* [Required action]: Write out every record below exactly as given. Leave the pictures out.

------------------------------

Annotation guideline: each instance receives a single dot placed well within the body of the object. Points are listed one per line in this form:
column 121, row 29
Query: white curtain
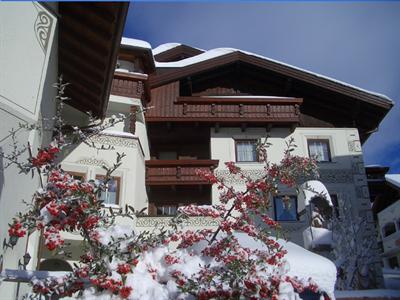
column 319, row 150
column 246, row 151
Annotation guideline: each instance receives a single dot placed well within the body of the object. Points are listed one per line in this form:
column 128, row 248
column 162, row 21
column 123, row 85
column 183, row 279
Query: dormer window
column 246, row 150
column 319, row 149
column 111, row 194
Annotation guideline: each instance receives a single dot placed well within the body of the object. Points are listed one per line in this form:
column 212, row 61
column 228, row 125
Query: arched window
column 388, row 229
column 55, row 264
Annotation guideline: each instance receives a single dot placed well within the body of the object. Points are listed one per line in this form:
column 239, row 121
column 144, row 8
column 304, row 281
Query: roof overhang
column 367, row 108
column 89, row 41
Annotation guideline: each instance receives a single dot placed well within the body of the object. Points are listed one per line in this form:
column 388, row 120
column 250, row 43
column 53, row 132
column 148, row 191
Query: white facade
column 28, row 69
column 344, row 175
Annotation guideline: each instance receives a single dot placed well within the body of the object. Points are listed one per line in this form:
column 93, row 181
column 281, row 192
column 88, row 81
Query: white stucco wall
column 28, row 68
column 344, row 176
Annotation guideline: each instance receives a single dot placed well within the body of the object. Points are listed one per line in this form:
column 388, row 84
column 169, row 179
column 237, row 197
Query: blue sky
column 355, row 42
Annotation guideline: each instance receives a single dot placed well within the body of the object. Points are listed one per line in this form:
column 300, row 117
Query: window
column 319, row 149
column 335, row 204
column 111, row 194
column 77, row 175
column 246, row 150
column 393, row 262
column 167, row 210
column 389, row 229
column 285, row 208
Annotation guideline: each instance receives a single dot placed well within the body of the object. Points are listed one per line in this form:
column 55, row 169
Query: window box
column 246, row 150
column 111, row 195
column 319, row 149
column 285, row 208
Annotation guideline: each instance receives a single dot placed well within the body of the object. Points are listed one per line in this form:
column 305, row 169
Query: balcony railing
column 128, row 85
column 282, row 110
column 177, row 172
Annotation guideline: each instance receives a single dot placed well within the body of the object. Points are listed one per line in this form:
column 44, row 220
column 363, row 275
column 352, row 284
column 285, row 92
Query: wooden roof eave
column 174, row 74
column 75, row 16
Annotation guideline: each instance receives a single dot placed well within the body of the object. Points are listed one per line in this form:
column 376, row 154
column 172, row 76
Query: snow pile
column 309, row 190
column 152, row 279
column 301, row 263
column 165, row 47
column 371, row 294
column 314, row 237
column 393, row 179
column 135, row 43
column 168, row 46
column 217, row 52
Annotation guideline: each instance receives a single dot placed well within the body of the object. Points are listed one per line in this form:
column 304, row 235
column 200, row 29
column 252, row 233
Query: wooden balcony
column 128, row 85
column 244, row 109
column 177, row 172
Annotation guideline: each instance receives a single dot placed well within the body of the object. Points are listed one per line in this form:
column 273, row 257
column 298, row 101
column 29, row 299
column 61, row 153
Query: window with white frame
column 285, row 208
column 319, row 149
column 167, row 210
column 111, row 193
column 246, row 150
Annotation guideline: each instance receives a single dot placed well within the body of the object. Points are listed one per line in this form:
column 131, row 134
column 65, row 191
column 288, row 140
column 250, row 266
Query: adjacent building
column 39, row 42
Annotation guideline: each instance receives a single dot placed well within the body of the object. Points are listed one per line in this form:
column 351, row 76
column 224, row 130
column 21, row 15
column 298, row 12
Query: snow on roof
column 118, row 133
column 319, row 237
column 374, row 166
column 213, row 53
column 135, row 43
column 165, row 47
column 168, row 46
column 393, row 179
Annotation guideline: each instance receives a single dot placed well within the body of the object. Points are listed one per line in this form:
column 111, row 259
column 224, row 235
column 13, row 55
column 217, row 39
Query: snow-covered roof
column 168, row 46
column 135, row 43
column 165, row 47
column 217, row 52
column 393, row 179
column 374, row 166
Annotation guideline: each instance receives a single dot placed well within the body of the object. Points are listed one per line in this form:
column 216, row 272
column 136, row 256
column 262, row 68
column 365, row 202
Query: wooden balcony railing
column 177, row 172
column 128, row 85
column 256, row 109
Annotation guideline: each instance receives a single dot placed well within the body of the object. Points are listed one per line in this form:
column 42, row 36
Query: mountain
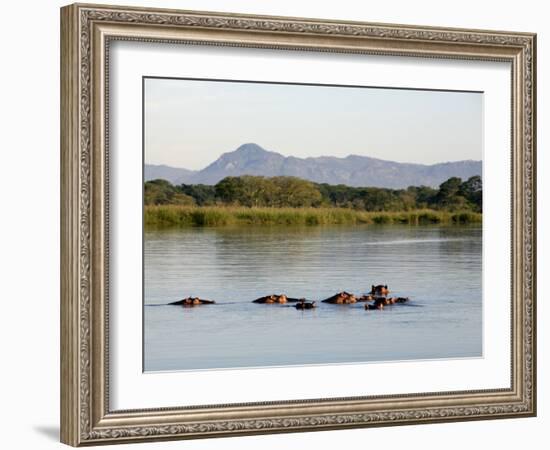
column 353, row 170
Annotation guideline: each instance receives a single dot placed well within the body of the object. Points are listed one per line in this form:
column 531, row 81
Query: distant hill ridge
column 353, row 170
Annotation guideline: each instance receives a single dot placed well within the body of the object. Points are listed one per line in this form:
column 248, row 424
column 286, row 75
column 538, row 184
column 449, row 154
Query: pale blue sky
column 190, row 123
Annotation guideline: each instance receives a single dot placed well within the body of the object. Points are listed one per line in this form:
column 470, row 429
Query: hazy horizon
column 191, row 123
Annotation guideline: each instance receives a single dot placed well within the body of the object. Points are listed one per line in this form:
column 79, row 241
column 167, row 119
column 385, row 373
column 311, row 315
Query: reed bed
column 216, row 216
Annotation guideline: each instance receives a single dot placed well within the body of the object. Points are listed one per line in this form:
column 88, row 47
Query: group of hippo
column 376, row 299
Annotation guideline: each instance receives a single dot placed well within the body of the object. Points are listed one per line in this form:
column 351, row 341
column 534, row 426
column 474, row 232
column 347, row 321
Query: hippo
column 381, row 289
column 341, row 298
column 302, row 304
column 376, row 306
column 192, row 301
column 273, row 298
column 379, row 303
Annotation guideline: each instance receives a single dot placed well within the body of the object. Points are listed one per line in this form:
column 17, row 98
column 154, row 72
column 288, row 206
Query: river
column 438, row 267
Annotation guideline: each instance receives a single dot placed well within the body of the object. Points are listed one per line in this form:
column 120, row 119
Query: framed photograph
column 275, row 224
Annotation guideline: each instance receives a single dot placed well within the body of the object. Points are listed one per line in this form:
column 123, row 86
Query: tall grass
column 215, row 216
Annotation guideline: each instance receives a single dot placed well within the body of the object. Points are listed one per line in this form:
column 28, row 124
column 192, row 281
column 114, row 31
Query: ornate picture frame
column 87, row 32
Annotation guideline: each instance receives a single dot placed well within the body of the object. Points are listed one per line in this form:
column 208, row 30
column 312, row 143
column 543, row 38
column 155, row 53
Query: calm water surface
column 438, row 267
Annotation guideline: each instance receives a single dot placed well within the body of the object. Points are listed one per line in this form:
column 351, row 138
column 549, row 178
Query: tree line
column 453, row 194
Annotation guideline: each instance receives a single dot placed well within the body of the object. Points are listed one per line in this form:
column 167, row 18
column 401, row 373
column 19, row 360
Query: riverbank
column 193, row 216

------------------------------

* [Problem solution]:
Annotation guideline: each instance receives a single dot placed well within the body of the object. Points are listed one per line in this form:
column 121, row 29
Query: white curtain
column 319, row 150
column 246, row 151
Annotation guideline: each instance receives a single dot placed well within the body of the object. Points are listed one per line in this form:
column 128, row 248
column 162, row 21
column 123, row 85
column 183, row 279
Query: dormer window
column 246, row 150
column 319, row 149
column 111, row 194
Annotation guideline: each instance receives a single dot placed well within the body of the object. Points are listed one per line in this form:
column 212, row 61
column 228, row 125
Query: arched window
column 388, row 229
column 55, row 264
Annotation guideline: each instance receives a single dot placed well within the body of the object. Points are listed one per line in this form:
column 239, row 121
column 144, row 8
column 304, row 281
Query: roof overhang
column 367, row 108
column 89, row 41
Annotation guideline: each instance receives a single dot placed well within the body of the object. Points are listed one per line in this form:
column 388, row 120
column 250, row 43
column 53, row 132
column 148, row 191
Query: white facade
column 28, row 69
column 344, row 175
Annotation guideline: each instance receives a single dot placed well within the body of the object. Points are listed one per line in this form:
column 93, row 181
column 281, row 192
column 88, row 81
Query: white stucco wall
column 28, row 68
column 344, row 176
Annotation guideline: each instance receives a single dot placed well within the body of the object. Points are listed one per line in this form:
column 388, row 84
column 169, row 179
column 237, row 197
Query: blue sky
column 355, row 42
Annotation guideline: each instance receives a single dot placed well within the body of the object. Points are listed one per line in this form:
column 300, row 117
Query: window
column 319, row 149
column 335, row 204
column 111, row 194
column 77, row 175
column 246, row 150
column 393, row 262
column 167, row 210
column 389, row 229
column 285, row 208
Annotation guideline: each instance receives a single dot placed well within the body of the object. Points are listed one per line in this form:
column 55, row 169
Query: window box
column 246, row 150
column 111, row 195
column 319, row 149
column 285, row 208
Annotation guideline: each instance receives a single dot placed well within the body of the object. Points are listed one per line in this form:
column 305, row 169
Query: balcony railing
column 128, row 85
column 282, row 110
column 177, row 172
Annotation guideline: each instance receives a single dot placed well within the body of the object. Points are listed one per line in this form:
column 44, row 220
column 363, row 275
column 352, row 284
column 285, row 92
Query: wooden roof eave
column 174, row 74
column 75, row 16
Annotation guideline: each instance receives a single dot placed well within the body of the object. Points are listed one per line in this form:
column 376, row 154
column 172, row 76
Query: snow pile
column 309, row 190
column 152, row 279
column 301, row 263
column 165, row 47
column 371, row 294
column 314, row 237
column 393, row 179
column 135, row 43
column 168, row 46
column 217, row 52
Annotation guideline: each instance receives a single dot placed well within the body of the object. Points are listed one per line in this form:
column 304, row 235
column 200, row 29
column 252, row 233
Query: wooden balcony
column 128, row 85
column 244, row 109
column 177, row 172
Annotation guideline: each instance receives a single dot placed well within the body of the object. Points are listed one per line in this form:
column 273, row 257
column 298, row 101
column 29, row 299
column 61, row 153
Query: window with white frame
column 285, row 208
column 319, row 149
column 167, row 210
column 111, row 193
column 246, row 150
Annotation guideline: each instance receives a single dot placed well within the body of the object. Points are listed one per line in this form:
column 131, row 134
column 65, row 191
column 288, row 140
column 250, row 266
Query: adjacent building
column 39, row 42
Annotation guideline: each instance receives a single dot placed well within the body of the object. Points are listed one per line in this form:
column 351, row 76
column 224, row 130
column 21, row 15
column 298, row 12
Query: snow on roof
column 118, row 133
column 319, row 237
column 374, row 166
column 213, row 53
column 135, row 43
column 165, row 47
column 168, row 46
column 393, row 179
Annotation guideline: each instance receives a single dot placed well within the body of the object. Points are listed one per line in this form:
column 111, row 259
column 224, row 235
column 13, row 55
column 217, row 39
Query: snow-covered roof
column 168, row 46
column 135, row 43
column 165, row 47
column 217, row 52
column 393, row 179
column 374, row 166
Annotation guideline: each instance receives a single dot placed well within the body of the object. Points are listed one per line in this form:
column 216, row 272
column 136, row 256
column 262, row 68
column 365, row 202
Query: wooden balcony railing
column 177, row 172
column 128, row 85
column 256, row 109
Annotation guideline: each instance receives a single dot placed well within the body of the object. Points are listed one per line in this form:
column 42, row 36
Query: mountain
column 353, row 170
Annotation guideline: each instance receives a single dot placed well within the body of the object. Points are listed one per line in this form:
column 531, row 81
Query: distant hill ridge
column 353, row 170
Annotation guideline: each instance receives a single dot placed well within the body of the object. Points are listed one per line in this form:
column 248, row 424
column 286, row 75
column 538, row 184
column 449, row 154
Query: pale blue sky
column 190, row 123
Annotation guideline: each instance receives a single dot placed well within the body of the object. Points are listed one per line in this form:
column 470, row 429
Query: hazy horizon
column 191, row 123
Annotation guideline: each instance receives a single dot placed well within the body of the object. Points are listed one per line in this form:
column 79, row 241
column 167, row 119
column 385, row 373
column 311, row 315
Query: reed bed
column 216, row 216
Annotation guideline: each instance receives a single dot placed well within the body of the object. Points are listed one per line in this form:
column 88, row 47
Query: group of hippo
column 376, row 299
Annotation guideline: each instance receives a single dot placed well within the body of the object. Points are listed one per line in this form:
column 351, row 341
column 534, row 426
column 474, row 232
column 347, row 321
Query: hippo
column 381, row 289
column 341, row 298
column 302, row 304
column 376, row 306
column 192, row 301
column 273, row 298
column 379, row 303
Annotation guideline: each instance receives a single dot placed well within the body of the object. Points are listed one per line in this form:
column 17, row 98
column 154, row 72
column 288, row 206
Query: river
column 438, row 267
Annotation guideline: each instance receives a single dot placed well within the body of the object. Points are listed one per line in this form:
column 120, row 119
Query: framed photograph
column 275, row 224
Annotation guideline: each instance receives a single dot placed well within the body of the object. Points are listed one per line in this form:
column 123, row 86
Query: tall grass
column 215, row 216
Annotation guideline: each instance receives a single dot placed well within the body of the object. Points are listed one per line in this form:
column 28, row 124
column 192, row 281
column 114, row 31
Query: ornate picture frame
column 87, row 32
Annotation guideline: each instance receives a single dot placed well within the body of the object. Points are listed one per line in this form:
column 208, row 30
column 312, row 143
column 543, row 38
column 155, row 53
Query: calm water surface
column 438, row 267
Annotation guideline: each instance receives a single dot placed well within the body of the object. Points are listed one per line in this form:
column 351, row 138
column 549, row 178
Query: tree line
column 453, row 194
Annotation guideline: each instance receives a single dot placed well within the body of the object. Points are listed one per line in this form:
column 167, row 18
column 401, row 373
column 19, row 360
Query: riverbank
column 193, row 216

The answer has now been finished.